▸ Exercise directions
In the GART Storage page below, which file holds the sample RGMapping format?

▸ Excerpt
Usage of GART Storage

GART Storage can be used with user-defined data sources.

The workflow of GART is the following steps:

Users can directly input the data as TxnLog to the converter and provide an RGMapping file.

Building

git clone https://github.com/GraphScope/GART.git gart
cd gart

docker image rm gart; docker build -t gart .
docker run -it --name gart0 gart

Input Data Format

Each data change record should be input to the converter in the format of TxnLog.

The sample format of TxnLog is as follows (Debezium style, only necessary information):

{
    "before": null,
    "after": {
        "org_id": "0",
        "org_type": "company",
        "org_name": "Kam_Air",
        "org_url": "http://dbpedia.org/resource/Kam_Air"
    },
    "source": {
        "ts_ms": 1689159703811,
        "db": "ldbc",
        "table": "organisation"
    },
    "op": "c"
}

This sample records the log that inserts a tuple of the organisation table. For delete and update operations, the difference is about the before, after, and op.

For delete operations:

{
    "before": {
        "org_id": "0",
        "org_type": "company",
        "org_name": "Kam_Air",
        "org_url": "http://dbpedia.org/resource/Kam_Air"
    },
    "after": null,
    "source": {
        "ts_ms": 1689159703815,
        "db": "ldbc",
        "table": "organisation"
    },
    "op": "d"
}

For update operations:

{
    "before": {
        "org_id": "0",
        "org_type": "company",
        "org_name": "Kam_Air",
        "org_url": "http://dbpedia.org/resource/Kam_Air"
    },
    "after": {
        "org_id": "0",
        "org_type": "company",
        "org_name": "Peter_Mark",
        "org_url": "http://dbpedia.org/resource/Peter_Mark"
    },
    "source": {
        "ts_ms": 1689159703815,
        "db": "ldbc",
        "table": "organisation"
    },
    "op": "u"
}

RGMapping Format

The sample RGMapping format is in the file rgmapping-ldbc.yaml.

The vertex type is defined under vertexMappings.vertex_types as follows, which dedicates the table name (dataSourceName) and the mapping between relational attributes and vertex properties.

- type_name: organisation
    dataSourceName: organisation
    idFieldName: org_id
    mappings:
    - property: org_id
        dataField:
        name: org_id
    - property: org_type
        dataField:
        name: org_type
    - property: org_name
        dataField:
        name: org_name
    - property: org_url
        dataField:
        name: org_url

The edge type is defined under edgeMappings.edge_types as follows, which dedicates the source and destination vertex types (source_vertex, destination_vertex), the relational table name (dataSourceName), the keys to connecting two vertices, and the mapping between relational attributes and edge properties.

- type_pair:
    edge: org_islocationin
    source_vertex: organisation
    destination_vertex: place
    dataSourceName: org_islocationin
    sourceVertexMappings:
    - dataField:
        name: src
    destinationVertexMappings:
    - dataField:
        name: dst
    dataFieldMappings:
    []

▸ Data shown
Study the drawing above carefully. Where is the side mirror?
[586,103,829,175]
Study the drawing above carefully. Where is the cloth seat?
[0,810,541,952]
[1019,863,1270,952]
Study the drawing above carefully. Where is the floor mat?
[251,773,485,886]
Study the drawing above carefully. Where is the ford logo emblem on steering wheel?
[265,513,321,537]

---

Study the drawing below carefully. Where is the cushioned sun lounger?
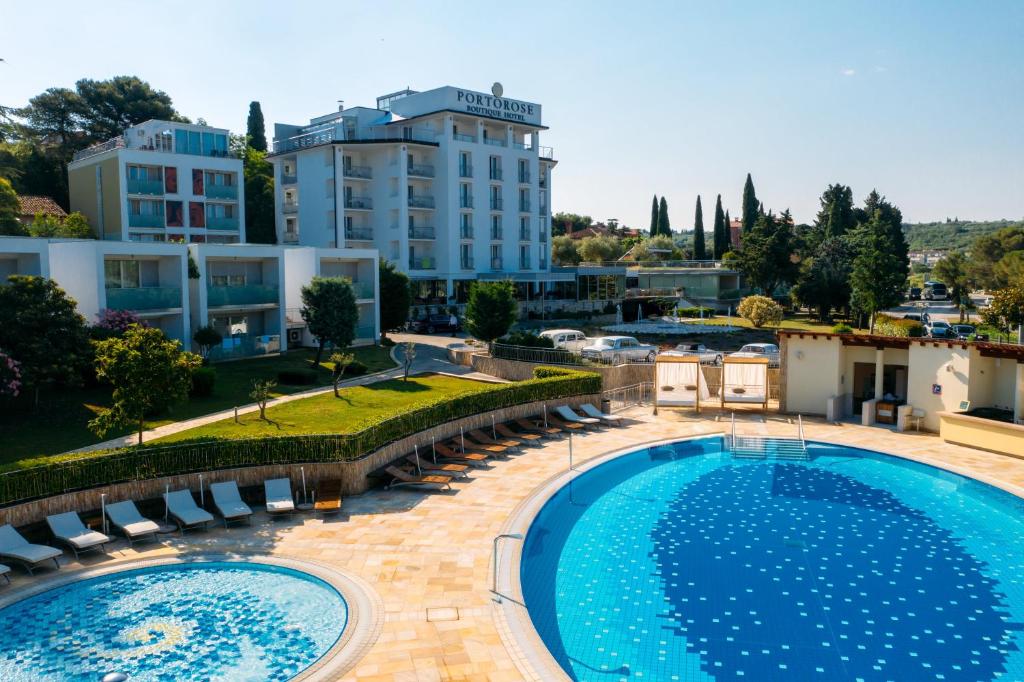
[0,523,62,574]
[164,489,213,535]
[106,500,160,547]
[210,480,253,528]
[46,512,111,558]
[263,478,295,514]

▸ Response
rgmapping-ldbc.yaml